TASK DETAILS:
Could you copy out the listing below line for line, without changing a word?

DATA SHOWN:

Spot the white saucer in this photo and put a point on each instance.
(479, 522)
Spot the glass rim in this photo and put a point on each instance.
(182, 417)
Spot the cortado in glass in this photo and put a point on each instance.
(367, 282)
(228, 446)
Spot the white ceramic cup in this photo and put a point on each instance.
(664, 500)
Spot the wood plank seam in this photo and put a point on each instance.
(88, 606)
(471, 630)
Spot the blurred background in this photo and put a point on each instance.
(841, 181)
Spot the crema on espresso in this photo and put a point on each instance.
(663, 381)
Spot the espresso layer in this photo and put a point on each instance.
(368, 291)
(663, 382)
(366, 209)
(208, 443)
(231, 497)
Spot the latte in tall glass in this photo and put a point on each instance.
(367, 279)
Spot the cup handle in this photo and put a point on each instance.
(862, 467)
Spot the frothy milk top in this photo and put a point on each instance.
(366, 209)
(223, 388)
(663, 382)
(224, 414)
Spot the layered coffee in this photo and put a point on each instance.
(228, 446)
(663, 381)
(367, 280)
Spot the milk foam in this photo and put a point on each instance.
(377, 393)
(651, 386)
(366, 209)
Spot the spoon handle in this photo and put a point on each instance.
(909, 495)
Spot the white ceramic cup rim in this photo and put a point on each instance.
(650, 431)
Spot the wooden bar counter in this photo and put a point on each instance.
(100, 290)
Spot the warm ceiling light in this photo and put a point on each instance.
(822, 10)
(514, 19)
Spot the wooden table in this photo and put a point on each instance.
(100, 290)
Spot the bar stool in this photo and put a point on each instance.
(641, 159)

EXERCISE ANSWER:
Spot the white saucer in this photo and put a point on each instance.
(479, 522)
Spot the glass rim in this photo and put a point on each instance.
(182, 417)
Spot the cortado in glass in this photo and put a point on each instance.
(367, 282)
(228, 446)
Spot the white ceramic cup in this photo and put a point on each instance.
(664, 500)
Spot the wood plank seam in this photo and put a point on each instance.
(88, 606)
(471, 630)
Spot the blurred background in this photo and put a point on each instance.
(841, 181)
Spot the crema on espresso in this photo and put a point on each instance.
(663, 381)
Spot the espresso layer in this photo and put a point on each instance.
(368, 291)
(663, 382)
(366, 209)
(208, 443)
(231, 497)
Spot the latte in tall glass in this photo and put a point on each instance.
(367, 279)
Spot the cup handle in this photo and put a point on each instance.
(862, 467)
Spot the frothy milk top in this photo and put a point on each instance.
(366, 209)
(223, 388)
(663, 382)
(224, 414)
Spot the layered coffee in this photo and put a point on each instance.
(228, 446)
(663, 381)
(367, 280)
Spot the milk foam in this photo and put a point on each instance.
(377, 393)
(651, 386)
(366, 209)
Spot the spoon handle in this photo and put a point on each instance.
(909, 495)
Spot the white ceramic cup rim in this photo and put a point on each instance.
(650, 431)
Spot the wooden bar counter in this photo and put a point on each instance.
(100, 290)
Spot the warm ceiling light in this photo and put a point on each instance.
(822, 10)
(514, 19)
Spot the wooden table in this photo and put a point on each instance.
(100, 290)
Spot the bar stool in this photo and put a point on each instance.
(641, 159)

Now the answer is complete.